*TAREAS Y EJERCICIOS*.
[1] Traduce al inglés la oración "Algunos adolescentes enjabonaban y pulían sus autos." del texto sobre el viaje a Kiev.
[2] Prosigue el texto sobre el viaje a Kiev a partir de su última oración.

*SECCIÓN DE TEXTO*.
Debatían sobre tácticas y la elección de jugadores que saldrán a la cancha. Se comenzaban a apilar las botellas vacías de cerveza. Nadie dijo otra palabra sobre el misil que volaba entre la oscuridad.


VINE A KIEV a ver cómo una ciudad veía un partido de fútbol.

Un equipo de seguridad y un grupo de producción de televisión viajaron conmigo en una camioneta negra desde Cracovia, Polonia. En la carretera entre Lviv y Kiev, veíamos por las ventanas en silencio. Nos detuvimos para ver un auto abandonado en la carretera. Nuestro conductor dijo que habían disparado a una familia que intentaba escapar en el auto. No había agujeros de bala en la puerta del conductor, donde se sentaba la madre, pero las puertas traseras estaban acribilladas. Los niños sentados allí fueron asesinados, según dijo el conductor.

Más adelante, los caballos de tiro rompían las tierras de labranza para plantar. Algunos adolescentes enjabonaban y pulían sus autos. Otros jugaban al fútbol. Varios autobuses amarillos recorrían la carretera llenos de gente que volvía a casa, con las caras adormecidas pegadas a las ventanas.

*DATOS PROPORCIONADOS*.

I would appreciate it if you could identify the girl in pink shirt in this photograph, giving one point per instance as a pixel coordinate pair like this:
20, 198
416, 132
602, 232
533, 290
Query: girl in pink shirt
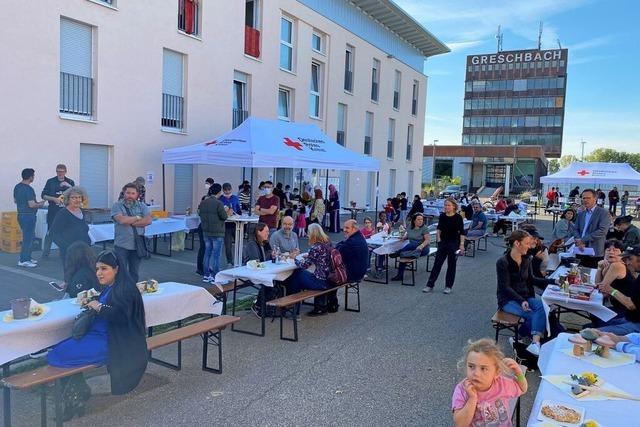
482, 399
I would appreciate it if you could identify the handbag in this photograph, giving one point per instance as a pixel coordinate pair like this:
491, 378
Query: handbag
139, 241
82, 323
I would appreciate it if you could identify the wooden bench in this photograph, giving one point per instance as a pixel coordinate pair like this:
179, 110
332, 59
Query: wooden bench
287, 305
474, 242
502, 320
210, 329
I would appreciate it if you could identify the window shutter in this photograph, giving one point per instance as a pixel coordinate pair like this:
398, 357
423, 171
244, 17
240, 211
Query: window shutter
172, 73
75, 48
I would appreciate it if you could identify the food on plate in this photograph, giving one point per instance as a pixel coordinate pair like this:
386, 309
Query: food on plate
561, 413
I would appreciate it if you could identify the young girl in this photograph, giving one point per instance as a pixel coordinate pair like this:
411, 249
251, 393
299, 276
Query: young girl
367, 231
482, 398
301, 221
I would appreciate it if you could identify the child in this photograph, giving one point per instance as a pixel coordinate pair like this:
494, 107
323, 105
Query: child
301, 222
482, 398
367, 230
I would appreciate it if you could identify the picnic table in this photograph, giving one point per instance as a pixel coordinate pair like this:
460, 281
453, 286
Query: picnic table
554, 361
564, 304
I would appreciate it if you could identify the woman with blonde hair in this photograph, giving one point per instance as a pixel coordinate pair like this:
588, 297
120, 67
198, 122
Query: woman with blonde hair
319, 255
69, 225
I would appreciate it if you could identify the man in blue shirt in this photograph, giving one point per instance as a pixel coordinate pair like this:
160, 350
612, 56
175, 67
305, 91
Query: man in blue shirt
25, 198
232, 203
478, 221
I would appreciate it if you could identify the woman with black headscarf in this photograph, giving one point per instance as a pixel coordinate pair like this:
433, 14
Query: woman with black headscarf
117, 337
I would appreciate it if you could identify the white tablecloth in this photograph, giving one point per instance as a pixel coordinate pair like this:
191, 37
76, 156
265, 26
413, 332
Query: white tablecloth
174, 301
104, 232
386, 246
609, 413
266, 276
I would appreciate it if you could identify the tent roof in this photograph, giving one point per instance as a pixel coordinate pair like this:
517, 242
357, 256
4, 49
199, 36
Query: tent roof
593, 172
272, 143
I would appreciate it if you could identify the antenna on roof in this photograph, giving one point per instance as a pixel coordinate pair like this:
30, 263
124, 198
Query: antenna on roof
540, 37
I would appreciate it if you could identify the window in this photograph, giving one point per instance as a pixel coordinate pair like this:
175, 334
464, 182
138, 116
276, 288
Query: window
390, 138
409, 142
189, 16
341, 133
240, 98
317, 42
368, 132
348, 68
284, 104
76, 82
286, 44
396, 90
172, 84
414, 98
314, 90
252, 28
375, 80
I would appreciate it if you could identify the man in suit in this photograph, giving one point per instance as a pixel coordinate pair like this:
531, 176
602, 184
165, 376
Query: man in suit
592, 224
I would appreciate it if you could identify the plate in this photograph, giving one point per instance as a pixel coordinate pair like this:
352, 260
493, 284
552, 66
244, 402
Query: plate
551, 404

*RESULTADOS POR TAREA*.
[1] Some teenagers were soaping and polishing their cars.

[2]
En Kiev, los lugareños se sentaban en las mesas de los cafés al aire libre. En nuestra primera noche en la ciudad, un nutrido grupo de periodistas fue a un restaurante de Crimea para comer dumplings y kebabs, mientras algunos exsoldados británicos comían en una mesa cercana. Esa misma noche, los vimos en el Hotel Intercontinental. El bar del lobby del hotel se ha convertido en el epicentro de una extraña tribu de gente que orbitan alrededor de la guerra: guardias de seguridad con barbas y brazos tatuados, reporteros y productores de todo el mundo; mandaderos, especuladores y voluntarios humanitarios. Noche tras noche, se sientan debajo de una enorme pintura al óleo del dios Neptuno, surcando el mar con un equipo de caballos de otro mundo.

El humo salía de los ceniceros, mientras las meseras dejaban botellas de cerveza artesanal. Los periodistas comían sándwiches y escribían en sus computadoras portátiles. Markiyan, un agente de poder local, se detuvo en mi mesa y durante la cena, intentó explicarme el significado que el partido contra Escocia tenía para él.

"En una vida anterior, antes del 24 de febrero, habría dicho que es un núcleo para la unidad", dijo. "Es realmente fácil unir filas alrededor del equipo. Después del 24, no hay necesidad de ello. Simplemente es una expresión de esta unidad nacional que no existía en el pasado".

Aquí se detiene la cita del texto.